Start of Data provided

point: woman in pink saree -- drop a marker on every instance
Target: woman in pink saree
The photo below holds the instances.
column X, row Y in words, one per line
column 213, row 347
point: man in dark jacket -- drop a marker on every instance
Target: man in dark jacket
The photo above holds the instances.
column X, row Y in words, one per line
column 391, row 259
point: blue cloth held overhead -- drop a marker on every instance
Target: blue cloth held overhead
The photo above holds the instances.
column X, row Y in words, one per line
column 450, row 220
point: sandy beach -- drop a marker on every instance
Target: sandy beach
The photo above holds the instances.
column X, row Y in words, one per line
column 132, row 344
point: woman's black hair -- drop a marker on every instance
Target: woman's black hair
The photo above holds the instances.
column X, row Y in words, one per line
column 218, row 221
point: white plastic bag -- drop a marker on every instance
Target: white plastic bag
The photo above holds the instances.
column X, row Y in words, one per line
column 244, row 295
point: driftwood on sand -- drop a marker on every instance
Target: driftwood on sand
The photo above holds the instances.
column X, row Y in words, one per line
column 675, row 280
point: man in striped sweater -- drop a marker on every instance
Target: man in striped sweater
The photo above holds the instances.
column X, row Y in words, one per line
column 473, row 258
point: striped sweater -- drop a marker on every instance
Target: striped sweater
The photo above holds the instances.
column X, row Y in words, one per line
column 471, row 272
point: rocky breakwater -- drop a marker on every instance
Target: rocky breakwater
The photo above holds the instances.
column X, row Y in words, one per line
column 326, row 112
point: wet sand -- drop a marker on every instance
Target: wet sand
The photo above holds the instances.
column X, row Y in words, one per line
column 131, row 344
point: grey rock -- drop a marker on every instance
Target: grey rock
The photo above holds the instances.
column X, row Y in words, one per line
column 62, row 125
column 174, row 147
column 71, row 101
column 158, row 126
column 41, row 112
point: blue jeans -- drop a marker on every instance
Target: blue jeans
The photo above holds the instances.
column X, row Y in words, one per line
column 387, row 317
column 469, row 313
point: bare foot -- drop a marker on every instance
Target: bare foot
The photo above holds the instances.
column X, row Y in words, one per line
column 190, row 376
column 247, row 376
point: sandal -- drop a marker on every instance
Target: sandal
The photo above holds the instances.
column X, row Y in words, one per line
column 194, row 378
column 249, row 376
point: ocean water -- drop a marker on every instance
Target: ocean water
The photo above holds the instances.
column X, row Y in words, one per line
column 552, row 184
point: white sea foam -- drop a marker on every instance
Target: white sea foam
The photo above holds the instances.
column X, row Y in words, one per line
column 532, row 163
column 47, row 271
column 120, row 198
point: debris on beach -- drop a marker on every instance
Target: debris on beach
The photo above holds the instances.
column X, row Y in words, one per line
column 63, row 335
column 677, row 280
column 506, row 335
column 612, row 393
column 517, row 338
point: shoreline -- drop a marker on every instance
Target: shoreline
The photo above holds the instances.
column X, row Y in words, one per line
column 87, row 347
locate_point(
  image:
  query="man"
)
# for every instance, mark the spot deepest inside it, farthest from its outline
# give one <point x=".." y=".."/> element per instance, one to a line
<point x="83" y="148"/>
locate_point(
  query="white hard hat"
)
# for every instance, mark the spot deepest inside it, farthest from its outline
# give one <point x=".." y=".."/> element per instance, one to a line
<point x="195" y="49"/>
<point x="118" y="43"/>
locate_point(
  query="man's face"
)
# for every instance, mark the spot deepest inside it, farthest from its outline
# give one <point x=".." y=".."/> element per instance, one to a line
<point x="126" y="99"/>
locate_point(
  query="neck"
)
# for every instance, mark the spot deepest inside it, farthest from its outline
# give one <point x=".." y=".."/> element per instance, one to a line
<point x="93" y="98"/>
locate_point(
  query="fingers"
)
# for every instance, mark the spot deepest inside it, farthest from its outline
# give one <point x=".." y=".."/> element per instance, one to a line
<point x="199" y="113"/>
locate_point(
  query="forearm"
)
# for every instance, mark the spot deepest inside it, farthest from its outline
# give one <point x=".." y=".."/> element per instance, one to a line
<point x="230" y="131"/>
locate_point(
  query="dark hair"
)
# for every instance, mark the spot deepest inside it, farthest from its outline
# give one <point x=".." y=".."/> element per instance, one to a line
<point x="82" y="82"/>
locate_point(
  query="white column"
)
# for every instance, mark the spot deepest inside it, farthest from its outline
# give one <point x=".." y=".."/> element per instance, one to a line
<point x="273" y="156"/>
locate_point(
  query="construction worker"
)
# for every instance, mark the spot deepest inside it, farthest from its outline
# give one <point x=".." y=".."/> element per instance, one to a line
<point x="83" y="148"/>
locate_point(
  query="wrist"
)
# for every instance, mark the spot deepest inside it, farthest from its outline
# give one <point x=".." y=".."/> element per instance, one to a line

End of Data provided

Requirement:
Each line that includes the string "dark" should be copied from the data.

Answer space:
point: man in dark jacket -- drop a marker on every instance
Target: man in dark jacket
  query="dark hair"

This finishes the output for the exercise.